Request =>
Reproduce the records below exactly as given.

★ ★ ★ ★

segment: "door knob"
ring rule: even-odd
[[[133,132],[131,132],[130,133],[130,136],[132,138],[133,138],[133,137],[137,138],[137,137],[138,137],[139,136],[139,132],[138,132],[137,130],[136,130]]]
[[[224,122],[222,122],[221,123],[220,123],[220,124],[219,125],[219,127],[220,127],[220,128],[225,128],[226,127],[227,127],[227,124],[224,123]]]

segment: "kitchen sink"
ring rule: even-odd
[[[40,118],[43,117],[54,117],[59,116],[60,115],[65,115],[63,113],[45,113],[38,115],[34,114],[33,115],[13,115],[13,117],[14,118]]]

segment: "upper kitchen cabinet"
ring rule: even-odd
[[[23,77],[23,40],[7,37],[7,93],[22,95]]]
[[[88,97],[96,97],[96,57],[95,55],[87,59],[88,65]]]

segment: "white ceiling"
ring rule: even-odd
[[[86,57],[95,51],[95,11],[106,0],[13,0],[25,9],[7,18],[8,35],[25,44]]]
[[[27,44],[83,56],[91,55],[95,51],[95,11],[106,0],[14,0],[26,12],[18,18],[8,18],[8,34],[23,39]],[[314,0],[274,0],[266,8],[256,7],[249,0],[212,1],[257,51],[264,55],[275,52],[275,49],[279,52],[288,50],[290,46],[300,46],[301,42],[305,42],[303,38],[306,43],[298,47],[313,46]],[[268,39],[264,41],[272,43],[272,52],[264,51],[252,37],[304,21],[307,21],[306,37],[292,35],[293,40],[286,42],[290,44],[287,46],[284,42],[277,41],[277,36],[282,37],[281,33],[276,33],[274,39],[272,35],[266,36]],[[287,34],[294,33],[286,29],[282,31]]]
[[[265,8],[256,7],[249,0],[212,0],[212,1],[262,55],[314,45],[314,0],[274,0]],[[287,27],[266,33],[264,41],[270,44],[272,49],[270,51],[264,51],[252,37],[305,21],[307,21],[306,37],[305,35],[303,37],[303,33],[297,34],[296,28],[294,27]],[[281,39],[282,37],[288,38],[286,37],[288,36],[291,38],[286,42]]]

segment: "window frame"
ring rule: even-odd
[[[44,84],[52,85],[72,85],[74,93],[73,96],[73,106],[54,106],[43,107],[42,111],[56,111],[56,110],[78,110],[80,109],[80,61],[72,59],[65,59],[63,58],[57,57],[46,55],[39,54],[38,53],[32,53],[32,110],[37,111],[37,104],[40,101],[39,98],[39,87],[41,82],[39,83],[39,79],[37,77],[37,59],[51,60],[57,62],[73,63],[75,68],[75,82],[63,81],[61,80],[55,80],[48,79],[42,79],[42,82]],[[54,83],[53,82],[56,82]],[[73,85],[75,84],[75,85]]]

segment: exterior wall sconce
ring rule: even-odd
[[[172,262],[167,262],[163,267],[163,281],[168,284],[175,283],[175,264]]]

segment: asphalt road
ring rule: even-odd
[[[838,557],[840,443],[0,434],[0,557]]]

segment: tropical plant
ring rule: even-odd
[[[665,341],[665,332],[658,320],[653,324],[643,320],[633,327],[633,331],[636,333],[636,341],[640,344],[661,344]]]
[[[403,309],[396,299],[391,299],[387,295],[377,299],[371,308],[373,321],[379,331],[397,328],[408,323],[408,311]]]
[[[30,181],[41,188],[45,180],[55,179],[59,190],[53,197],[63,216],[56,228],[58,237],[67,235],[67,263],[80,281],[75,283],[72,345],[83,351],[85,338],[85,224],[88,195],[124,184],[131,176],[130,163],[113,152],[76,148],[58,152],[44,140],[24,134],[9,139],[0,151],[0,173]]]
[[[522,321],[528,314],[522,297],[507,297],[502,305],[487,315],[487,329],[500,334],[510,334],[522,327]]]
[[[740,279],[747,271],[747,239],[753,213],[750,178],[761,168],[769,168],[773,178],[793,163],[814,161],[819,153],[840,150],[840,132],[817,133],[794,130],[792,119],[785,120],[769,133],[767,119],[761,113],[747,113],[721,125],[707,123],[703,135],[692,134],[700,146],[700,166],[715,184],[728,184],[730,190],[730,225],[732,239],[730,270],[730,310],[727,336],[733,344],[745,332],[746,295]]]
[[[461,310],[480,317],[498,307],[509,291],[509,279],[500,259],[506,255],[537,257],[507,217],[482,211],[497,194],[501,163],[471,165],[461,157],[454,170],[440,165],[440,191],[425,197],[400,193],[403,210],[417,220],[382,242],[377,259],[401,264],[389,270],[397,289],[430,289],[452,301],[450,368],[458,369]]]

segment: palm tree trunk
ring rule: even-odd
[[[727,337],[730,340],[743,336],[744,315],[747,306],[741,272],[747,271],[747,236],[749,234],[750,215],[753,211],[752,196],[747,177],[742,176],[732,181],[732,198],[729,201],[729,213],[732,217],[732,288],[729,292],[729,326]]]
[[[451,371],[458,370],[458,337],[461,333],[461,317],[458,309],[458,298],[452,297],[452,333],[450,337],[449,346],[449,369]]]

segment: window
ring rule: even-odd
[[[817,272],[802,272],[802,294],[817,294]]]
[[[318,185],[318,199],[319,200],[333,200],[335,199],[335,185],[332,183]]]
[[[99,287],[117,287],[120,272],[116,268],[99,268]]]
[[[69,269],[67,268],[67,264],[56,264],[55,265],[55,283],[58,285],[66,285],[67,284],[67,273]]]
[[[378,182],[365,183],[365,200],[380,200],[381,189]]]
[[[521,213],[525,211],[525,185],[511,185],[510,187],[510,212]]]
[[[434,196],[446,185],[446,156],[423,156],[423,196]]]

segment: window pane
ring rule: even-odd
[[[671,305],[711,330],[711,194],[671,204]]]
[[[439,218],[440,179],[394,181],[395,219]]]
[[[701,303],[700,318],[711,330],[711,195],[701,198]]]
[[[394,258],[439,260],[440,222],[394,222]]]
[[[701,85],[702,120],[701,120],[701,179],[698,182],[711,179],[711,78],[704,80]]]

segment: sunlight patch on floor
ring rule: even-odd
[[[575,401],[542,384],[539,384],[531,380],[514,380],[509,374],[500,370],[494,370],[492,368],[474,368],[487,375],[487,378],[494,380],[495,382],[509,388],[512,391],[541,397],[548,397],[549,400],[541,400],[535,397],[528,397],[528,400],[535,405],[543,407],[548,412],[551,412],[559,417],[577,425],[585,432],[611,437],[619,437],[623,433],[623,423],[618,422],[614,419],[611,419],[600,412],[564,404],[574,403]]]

★ ★ ★ ★

Solution to this problem =>
segment: "door knob"
ring rule: even-odd
[[[133,132],[131,132],[130,133],[130,136],[132,138],[133,138],[133,137],[137,138],[137,137],[138,137],[139,136],[139,132],[138,132],[137,130],[136,130]]]
[[[224,122],[222,122],[221,123],[220,123],[220,124],[219,125],[219,127],[220,127],[220,128],[225,128],[226,127],[227,127],[227,124],[224,123]]]

segment: "kitchen sink"
ring rule: even-odd
[[[40,118],[43,117],[54,117],[59,116],[60,115],[65,115],[63,113],[45,113],[38,115],[34,114],[33,115],[13,115],[13,117],[14,118]]]

segment: "upper kitchen cabinet"
ring rule: even-odd
[[[23,77],[23,40],[7,37],[7,93],[22,95]]]
[[[88,97],[96,97],[96,57],[95,55],[87,59],[88,65]]]

segment: "white ceiling"
ring rule: even-odd
[[[86,57],[95,51],[95,11],[106,0],[13,0],[25,9],[7,18],[8,35],[25,44]]]
[[[27,44],[83,56],[91,55],[95,51],[95,11],[106,0],[14,0],[26,12],[18,18],[8,18],[8,34],[23,39]],[[314,0],[274,0],[266,8],[256,7],[249,0],[212,1],[257,51],[264,55],[275,52],[275,49],[279,52],[288,50],[290,46],[300,46],[301,42],[305,42],[303,38],[306,43],[298,47],[313,46]],[[268,39],[264,41],[272,43],[272,52],[264,51],[252,37],[304,21],[307,21],[306,37],[292,35],[293,40],[286,42],[290,44],[287,46],[284,42],[277,41],[277,36],[282,37],[281,33],[276,33],[274,39],[272,35],[266,36]],[[287,34],[294,33],[286,29],[282,31]]]
[[[265,8],[256,7],[249,0],[212,0],[212,1],[262,55],[314,45],[314,0],[274,0]],[[287,27],[266,33],[264,41],[270,44],[272,49],[270,51],[264,51],[252,37],[305,21],[307,21],[306,37],[305,35],[303,37],[303,33],[297,34],[296,28],[294,27]],[[281,39],[282,37],[288,38],[286,37],[288,36],[291,38],[286,42]]]

segment: "window frame"
ring rule: even-odd
[[[44,84],[52,85],[72,85],[74,93],[73,96],[73,106],[54,106],[43,107],[42,111],[56,111],[56,110],[78,110],[80,109],[80,61],[72,59],[65,59],[63,58],[57,57],[46,55],[39,54],[38,53],[32,53],[32,110],[37,111],[37,104],[40,101],[39,98],[39,87],[41,82],[39,83],[39,79],[37,77],[37,59],[51,60],[57,62],[73,63],[75,68],[75,82],[63,81],[61,80],[55,80],[48,79],[42,79],[42,82]],[[54,83],[53,82],[56,82]],[[73,85],[75,84],[75,85]]]

segment: exterior wall sconce
ring rule: even-odd
[[[172,262],[167,262],[163,267],[163,281],[168,284],[175,283],[175,264]]]

segment: asphalt road
ring rule: even-odd
[[[838,557],[840,443],[0,434],[0,557]]]

segment: tropical plant
ring rule: even-odd
[[[665,341],[665,332],[658,320],[653,324],[643,320],[633,327],[633,331],[636,333],[636,341],[640,344],[661,344]]]
[[[403,309],[396,299],[391,299],[387,295],[377,299],[371,308],[373,321],[379,331],[397,328],[408,323],[408,311]]]
[[[30,181],[41,188],[45,180],[55,179],[59,190],[53,197],[63,216],[56,228],[58,237],[67,235],[67,263],[80,281],[75,283],[72,345],[83,351],[85,338],[85,224],[88,195],[124,184],[131,176],[130,163],[113,152],[76,148],[58,152],[44,140],[24,134],[9,139],[0,151],[0,173]]]
[[[522,321],[528,314],[522,297],[507,297],[502,305],[487,315],[487,329],[500,334],[510,334],[522,327]]]
[[[740,279],[747,271],[747,239],[753,213],[750,178],[761,168],[769,168],[773,178],[793,163],[814,161],[819,153],[840,150],[840,132],[817,133],[794,130],[792,119],[785,120],[769,133],[767,119],[761,113],[747,113],[721,125],[707,123],[703,135],[692,134],[700,146],[700,166],[715,184],[728,184],[730,190],[730,225],[732,239],[730,270],[730,310],[727,336],[733,344],[745,332],[746,295]]]
[[[461,310],[480,317],[498,307],[509,291],[509,279],[500,259],[506,255],[537,257],[507,217],[482,211],[497,194],[501,163],[471,165],[461,157],[454,170],[440,165],[440,191],[425,197],[400,193],[403,210],[417,220],[382,242],[377,259],[401,264],[389,270],[397,289],[430,289],[452,301],[450,368],[458,369]]]

segment: palm tree trunk
ring rule: even-odd
[[[727,337],[730,340],[743,336],[744,315],[747,306],[741,272],[747,271],[747,236],[749,234],[750,215],[753,211],[752,196],[747,177],[742,176],[732,181],[732,198],[729,201],[729,213],[732,217],[732,288],[729,292],[729,326]]]
[[[451,371],[458,370],[458,337],[461,333],[461,317],[458,309],[458,298],[452,297],[452,333],[450,337],[449,346],[449,369]]]

segment: window
ring rule: even-odd
[[[817,272],[802,272],[802,294],[817,294]]]
[[[318,185],[318,199],[319,200],[333,200],[335,199],[335,185],[332,183]]]
[[[99,287],[117,287],[120,272],[116,268],[99,268]]]
[[[69,269],[67,268],[67,264],[56,264],[55,265],[55,283],[58,285],[66,285],[67,284],[67,273]]]
[[[378,182],[365,183],[365,200],[380,200],[381,189]]]
[[[521,213],[525,211],[525,185],[511,185],[510,187],[510,212]]]
[[[434,196],[446,185],[446,156],[423,156],[423,196]]]

segment: window pane
ring rule: even-odd
[[[671,305],[711,330],[711,194],[671,204]]]
[[[439,218],[440,179],[394,181],[395,219]]]
[[[701,303],[700,318],[711,330],[711,195],[701,198]]]
[[[394,258],[439,260],[440,222],[394,222]]]
[[[701,85],[702,120],[701,120],[701,179],[698,182],[711,179],[711,78],[704,80]]]

segment: sunlight patch on floor
ring rule: even-odd
[[[575,401],[542,384],[539,384],[531,380],[514,380],[509,374],[500,370],[494,370],[492,368],[474,368],[487,375],[487,378],[494,380],[495,382],[509,388],[512,391],[541,397],[548,397],[549,400],[541,400],[535,397],[528,397],[528,400],[535,405],[543,407],[548,412],[551,412],[559,417],[577,425],[585,432],[611,437],[619,437],[623,433],[623,423],[618,422],[614,419],[611,419],[600,412],[564,404],[574,403]]]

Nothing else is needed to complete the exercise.